> _CHECK YOUR UNDERSTANDING_
a – According to the passage about Rikelman and the Dobbs case, in what year did Rikelman immigrate to the U.S. with her parents?
b – Summarize the passage about Rikelman and the Dobbs case in two sentences.
c – Continue the passage about Rikelman and the Dobbs case from where it stops.

> _EXCERPTED PASSAGE_
That the Supreme Court agreed to hear Dobbs v. Jackson Women’s Health Organization at all came as a shock to Rikelman and her colleagues. But then the news got worse: the Court announced it would not only hear the case, it would consider the question of whether all laws that ban abortion pre-viability are unconstitutional. In other words, the Supreme Court, with its 6-3 conservative majority featuring Amy Coney Barrett in place of Ruth Bader Ginsburg, is prepared to review the precedent of Roe v. Wade itself.

“It’s been clear for 50 years that a ban like Mississippi’s is unconstitutional,” Rikelman says. “If the Supreme Court upholds this ban, it will have effectively overturned Roe v. Wade.”

The case comes at a delicate political moment. In the past year, state legislatures have passed a record-breaking 106 new laws restricting abortion and, in September, Texas implemented the nation’s single strictest abortion law since 1973, banning nearly all abortions after six weeks of pregnancy. The Texas law may also come before the Supreme Court this term. The stakes of this moment, Rikelman says, are “monumental.”

Abortion rights activists protest outside the U.S. Supreme Court in Washington, D.C., March 4.

Abortion rights activists protest outside the U.S. Supreme Court in Washington, D.C., March 4. Saul Loeb—AFP/Getty Images

A grounding in human rights
Rikelman has been preparing for this fight for decades. Born in Kyiv, she immigrated to the U.S. with her parents in 1979 after they experienced severe discrimination in the former Soviet Union for being Jewish. Her mother was blocked from medical school because of her religion, and when her parents arrived here barely speaking English, they had to restart their careers from scratch. Rikelman herself learned English as a second language, and says seeing her family’s struggle shaped her interest in civil rights from an early age. “I definitely grew up thinking about how important it was for people to be able to make personal decisions about their lives for themselves,” she says, “and not have the government make those decisions for them.”

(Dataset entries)

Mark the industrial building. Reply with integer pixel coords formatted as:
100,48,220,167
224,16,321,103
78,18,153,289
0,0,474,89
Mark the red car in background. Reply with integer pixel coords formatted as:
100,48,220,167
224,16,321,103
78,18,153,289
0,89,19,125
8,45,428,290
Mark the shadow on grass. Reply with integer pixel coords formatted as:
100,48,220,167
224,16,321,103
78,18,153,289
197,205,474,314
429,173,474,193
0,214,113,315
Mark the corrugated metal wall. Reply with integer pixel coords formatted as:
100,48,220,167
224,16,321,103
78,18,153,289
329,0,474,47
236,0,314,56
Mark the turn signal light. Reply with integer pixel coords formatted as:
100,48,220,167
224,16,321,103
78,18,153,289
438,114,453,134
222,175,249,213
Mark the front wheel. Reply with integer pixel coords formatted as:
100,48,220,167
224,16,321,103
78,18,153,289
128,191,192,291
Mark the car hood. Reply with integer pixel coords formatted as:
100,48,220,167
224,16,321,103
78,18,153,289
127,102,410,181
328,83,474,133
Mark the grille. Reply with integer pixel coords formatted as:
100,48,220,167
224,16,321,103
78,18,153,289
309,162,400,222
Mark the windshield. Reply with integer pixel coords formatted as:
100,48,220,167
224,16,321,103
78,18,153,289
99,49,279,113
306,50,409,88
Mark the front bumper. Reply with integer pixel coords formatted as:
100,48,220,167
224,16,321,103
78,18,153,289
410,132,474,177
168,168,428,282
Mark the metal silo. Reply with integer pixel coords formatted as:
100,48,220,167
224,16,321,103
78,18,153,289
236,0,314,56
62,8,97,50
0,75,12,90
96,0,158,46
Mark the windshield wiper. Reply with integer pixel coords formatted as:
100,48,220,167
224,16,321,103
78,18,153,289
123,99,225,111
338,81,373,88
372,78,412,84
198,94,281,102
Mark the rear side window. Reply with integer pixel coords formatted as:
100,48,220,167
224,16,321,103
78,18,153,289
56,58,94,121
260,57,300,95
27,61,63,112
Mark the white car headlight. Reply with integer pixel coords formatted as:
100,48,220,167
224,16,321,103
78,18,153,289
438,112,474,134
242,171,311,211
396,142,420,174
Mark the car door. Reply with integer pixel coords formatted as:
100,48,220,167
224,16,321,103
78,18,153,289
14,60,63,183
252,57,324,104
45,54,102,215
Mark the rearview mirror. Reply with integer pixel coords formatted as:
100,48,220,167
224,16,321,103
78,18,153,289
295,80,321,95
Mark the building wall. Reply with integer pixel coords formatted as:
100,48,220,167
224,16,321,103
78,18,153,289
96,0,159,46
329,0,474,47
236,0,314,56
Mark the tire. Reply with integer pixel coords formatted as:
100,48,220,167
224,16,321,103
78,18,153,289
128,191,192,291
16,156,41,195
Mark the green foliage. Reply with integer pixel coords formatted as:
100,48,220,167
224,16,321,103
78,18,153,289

> _RESULTS IN ORDER_
a – 1979

b – The Supreme Court's decision to hear Dobbs v. Jackson Women's Health Organization and to consider whether all pre-viability abortion bans are unconstitutional puts Roe v. Wade itself under review, at a moment when states have passed a record 106 new abortion restrictions and Texas has banned nearly all abortions after six weeks. Rikelman calls the stakes "monumental," and her interest in civil rights grew out of her family's experience of religious discrimination in the former Soviet Union and their struggle to rebuild their lives after immigrating to the U.S.

c –
In school, Rikelman sometimes felt like an outsider. But in college, she found her niche. She remembers taking a class on s*x discrimination that introduced her to Supreme Court cases about reproductive rights. She’d found her calling. She still keeps that college textbook in her office. Some of the cases she reads now in her work at the Center for Reproductive Rights are the same ones she underlined as a 19-year-old. After falling in love with constitutional law, Rikelman clerked for a judge at the Third Circuit Court of Appeals and the first female judge on the Alaska Supreme Court, then accepted a fellowship at the Center for Reproductive Rights, the powerful non-profit that was founded in 1992 to represent the abortion clinic at the heart of Planned Parenthood v. Casey, the lesser-known Supreme Court case that upheld the right to abortion that year. After a stint as vice president of litigation at NBC Universal, Rikelman returned to the Center in 2011 and has been there ever since.

In years after the Center for Reproductive Rights was founded, it grew quickly into a legal powerhouse, employing 75 lawyers and wielding a $40 million budget to fight many of the country’s high-profile abortion legal battles, often alongside Planned Parenthood and the American Civil Liberties Union. More recently, its role has become even more outsized. In the decade since Rikelman joined the Center as a senior attorney, the types of lawsuits aimed at abortion access have changed. “We were always fighting restrictions that are burdensome and make it harder to access reproductive health care,” says Nancy Northup, the president and CEO of the Center for Reproductive Rights. “But not flat out bans. The boldness of the restrictions, the fact that we are litigating at the Supreme Court the question about whether Roe v. Wade should be overturned, was nowhere on the horizon 19 years ago.”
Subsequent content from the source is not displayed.